### SOURCE PASSAGE
════
TRIPOLI, Lebanon -- Several Syrian friends of an American aid worker held by the Islamic State of Iraq and Syria (ISIS) and threatened with beheading have called for his release, saying he converted to Islam and was helping Syrians.

The friends of Peter Kassig, who became Muslim while in captivity and changed his name to Abdul-Rahman Kassig, held a news conference in Tripoli, Lebanon, a city that witnessed clashes last month between Muslim militants and Lebanese troops.

Kassig family campaign reinvigorated following support from al Qaeda-linked official 02:21

The 26-year-old Kassig was captured in October 2013. The Indianapolis native is a former Army Ranger who was honorably discharged after serving in the Iraq War, according to his parents.

Kassig went to the Middle East in 2012, first as a medical worker in Lebanon, helping Palestinian and Syrian refugees. Later that year, Kassig started a non-governmental organization called Special Emergency Response and Assistance (SERA) to respond to the needs of Syrians attempting to escape their country's civil war.

"We are demanding the Islamic State to release him, if they know Islam," one of Kassig's friends, Amjad al-Moghrabi, told reporters Saturday. "He is a Muslim and has not participated in what his country is doing." al-Moghrabi was referring to airstrikes by the U.S.-led coalition against ISIS in Iraq and Syria.

Parents of American hostage Peter Kassig ask ISIS for mercy 06:14

"Our demand is to release him and to return (him) to his family because as a person he helped us and we should ask for mercy for him," said Dr. Ahmad Obeid. "He is unfortunately detained so we are calling for his freedom because he supported our cause, and we cannot leave him and let them hurt him."

In the room where the news conference was held, some of Kassig's friends held banners that read in Arabic and English: "Justice for Abdul-Rahman."

So far, ISIS has beheaded four Western captives: American reporter James Foley; American-Israeli journalist Steven Sotloff; aid worker and former U.K. air force engineer David Haines; and Alan Henning, a taxi driver from northwest England, an aid worker in Syria.

In a video showing Henning's execution in October, a man believed to be Kassig is shown kneeling as a masked ISIS militant threatens that Kassig will be the next hostage to be beheaded if airstrikes continue.

After beheading of British aid worker, ISIS threatens life of American Peter Kassig 02:11

Kassig's parents have pleaded with ISIS to release him. In an interview with CBS News last month, Ed and Paula Kassig revealed that they had received a horrifying audio recording of their son two weeks prior -- the first time they had heard his voice in over a year.

"I have to try," Paula Kassig said of the family's direct appeals to the militants. "Because I need to know that I've done everything I can do."

Ed Kassig said his son's captors have not asked for anything the couple can provide.

"They demand. They simply demand," he said.

"Their demands have always been ones that we cannot accommodate," Paula added. "We have sent them back messages that we cannot do what you ask. We have tried. But we don't have the power to do it."

In addition to Kassig, ISIS also holds British photojournalist John Cantlie, who has appeared in six propaganda videos released by the extremist group.
════
### GIVEN DATA
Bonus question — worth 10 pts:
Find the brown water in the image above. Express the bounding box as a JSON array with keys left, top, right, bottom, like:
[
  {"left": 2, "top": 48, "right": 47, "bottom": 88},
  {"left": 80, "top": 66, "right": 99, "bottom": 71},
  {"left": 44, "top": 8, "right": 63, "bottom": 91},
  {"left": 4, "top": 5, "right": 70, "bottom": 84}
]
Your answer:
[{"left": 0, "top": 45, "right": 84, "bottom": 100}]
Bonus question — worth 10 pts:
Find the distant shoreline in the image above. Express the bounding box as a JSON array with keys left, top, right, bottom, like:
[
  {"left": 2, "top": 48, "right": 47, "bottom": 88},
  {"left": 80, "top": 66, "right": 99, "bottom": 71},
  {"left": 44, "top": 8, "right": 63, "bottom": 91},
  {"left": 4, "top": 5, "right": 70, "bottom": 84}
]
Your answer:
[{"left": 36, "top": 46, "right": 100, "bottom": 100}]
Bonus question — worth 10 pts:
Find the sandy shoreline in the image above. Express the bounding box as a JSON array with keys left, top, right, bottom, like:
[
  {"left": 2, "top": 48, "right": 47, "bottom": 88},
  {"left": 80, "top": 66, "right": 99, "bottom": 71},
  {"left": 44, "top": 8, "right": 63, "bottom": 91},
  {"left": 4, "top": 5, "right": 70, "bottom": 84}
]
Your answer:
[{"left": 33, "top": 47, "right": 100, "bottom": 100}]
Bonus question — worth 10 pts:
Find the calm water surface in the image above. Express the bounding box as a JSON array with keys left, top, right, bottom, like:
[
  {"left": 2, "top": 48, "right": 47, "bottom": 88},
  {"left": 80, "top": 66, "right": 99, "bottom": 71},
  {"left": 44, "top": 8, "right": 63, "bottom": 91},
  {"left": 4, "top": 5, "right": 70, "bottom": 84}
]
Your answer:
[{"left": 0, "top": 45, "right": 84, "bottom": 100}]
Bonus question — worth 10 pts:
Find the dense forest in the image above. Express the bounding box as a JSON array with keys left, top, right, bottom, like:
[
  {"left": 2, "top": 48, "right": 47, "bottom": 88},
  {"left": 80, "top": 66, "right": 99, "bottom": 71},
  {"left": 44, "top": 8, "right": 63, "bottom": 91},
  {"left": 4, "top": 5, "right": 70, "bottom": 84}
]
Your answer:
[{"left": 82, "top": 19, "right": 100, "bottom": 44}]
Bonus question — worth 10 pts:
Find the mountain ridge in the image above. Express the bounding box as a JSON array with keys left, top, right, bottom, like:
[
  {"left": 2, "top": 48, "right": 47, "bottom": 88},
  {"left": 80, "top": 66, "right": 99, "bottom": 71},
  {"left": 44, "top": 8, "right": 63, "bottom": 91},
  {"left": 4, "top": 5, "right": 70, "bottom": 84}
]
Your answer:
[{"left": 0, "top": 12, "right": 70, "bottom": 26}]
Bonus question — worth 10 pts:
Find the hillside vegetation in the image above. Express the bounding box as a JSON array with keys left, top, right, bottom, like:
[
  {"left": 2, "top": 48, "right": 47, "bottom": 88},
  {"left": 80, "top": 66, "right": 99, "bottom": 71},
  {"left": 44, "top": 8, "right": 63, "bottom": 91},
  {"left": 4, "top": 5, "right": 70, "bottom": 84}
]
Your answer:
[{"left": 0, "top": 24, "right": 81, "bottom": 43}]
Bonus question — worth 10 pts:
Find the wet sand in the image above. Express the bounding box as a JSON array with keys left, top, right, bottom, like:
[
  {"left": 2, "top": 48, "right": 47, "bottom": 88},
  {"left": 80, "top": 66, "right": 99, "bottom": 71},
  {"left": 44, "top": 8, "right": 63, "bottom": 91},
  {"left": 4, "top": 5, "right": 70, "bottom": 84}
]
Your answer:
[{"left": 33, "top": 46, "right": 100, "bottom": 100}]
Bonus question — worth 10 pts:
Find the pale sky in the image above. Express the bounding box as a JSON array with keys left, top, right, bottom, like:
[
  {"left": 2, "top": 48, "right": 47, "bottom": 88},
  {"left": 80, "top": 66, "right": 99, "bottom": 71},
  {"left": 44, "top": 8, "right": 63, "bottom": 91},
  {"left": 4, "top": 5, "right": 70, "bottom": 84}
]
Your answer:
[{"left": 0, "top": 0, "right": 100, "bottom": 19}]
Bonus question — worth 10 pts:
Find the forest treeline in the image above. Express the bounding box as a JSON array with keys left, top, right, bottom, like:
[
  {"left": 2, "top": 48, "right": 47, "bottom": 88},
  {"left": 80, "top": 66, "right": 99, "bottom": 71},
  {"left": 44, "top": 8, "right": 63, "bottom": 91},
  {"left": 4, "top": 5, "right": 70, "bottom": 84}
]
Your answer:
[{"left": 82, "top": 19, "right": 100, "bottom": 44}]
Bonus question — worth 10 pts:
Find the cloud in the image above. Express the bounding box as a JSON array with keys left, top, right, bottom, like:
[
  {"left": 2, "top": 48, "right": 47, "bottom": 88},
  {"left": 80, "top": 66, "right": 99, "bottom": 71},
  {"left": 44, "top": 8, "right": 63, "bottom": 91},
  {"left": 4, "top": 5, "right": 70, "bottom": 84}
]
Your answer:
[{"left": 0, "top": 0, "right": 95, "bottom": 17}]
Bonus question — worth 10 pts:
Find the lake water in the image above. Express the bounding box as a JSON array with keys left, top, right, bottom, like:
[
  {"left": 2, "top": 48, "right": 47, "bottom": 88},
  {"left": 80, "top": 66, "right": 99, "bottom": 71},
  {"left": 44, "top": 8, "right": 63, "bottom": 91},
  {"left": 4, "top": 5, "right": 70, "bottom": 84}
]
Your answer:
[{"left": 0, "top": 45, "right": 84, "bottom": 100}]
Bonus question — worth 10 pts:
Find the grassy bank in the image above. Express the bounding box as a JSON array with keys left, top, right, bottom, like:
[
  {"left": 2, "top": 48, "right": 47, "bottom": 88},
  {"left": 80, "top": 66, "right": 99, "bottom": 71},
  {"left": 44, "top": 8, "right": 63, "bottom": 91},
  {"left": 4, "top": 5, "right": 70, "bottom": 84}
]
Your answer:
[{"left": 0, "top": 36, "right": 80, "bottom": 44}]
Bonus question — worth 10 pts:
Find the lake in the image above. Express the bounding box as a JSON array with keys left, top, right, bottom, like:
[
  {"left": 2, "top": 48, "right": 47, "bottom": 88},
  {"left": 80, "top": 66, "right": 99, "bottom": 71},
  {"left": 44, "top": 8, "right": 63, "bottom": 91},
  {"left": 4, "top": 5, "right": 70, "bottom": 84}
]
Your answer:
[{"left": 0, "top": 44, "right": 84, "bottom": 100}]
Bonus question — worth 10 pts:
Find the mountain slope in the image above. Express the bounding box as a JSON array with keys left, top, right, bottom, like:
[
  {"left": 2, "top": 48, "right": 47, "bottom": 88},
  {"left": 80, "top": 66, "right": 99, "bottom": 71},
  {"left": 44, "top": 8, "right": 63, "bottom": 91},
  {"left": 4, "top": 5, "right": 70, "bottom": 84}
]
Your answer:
════
### TASK PROMPT
Using the article about Peter Kassig, list the Western captives it says ISIS has already beheaded, with the description it gives for each. Use only the article about Peter Kassig, with no outside knowledge.

### RESPONSE BELOW
- James Foley, American reporter
- Steven Sotloff, American-Israeli journalist
- David Haines, aid worker and former U.K. air force engineer
- Alan Henning, taxi driver from northwest England and aid worker in Syria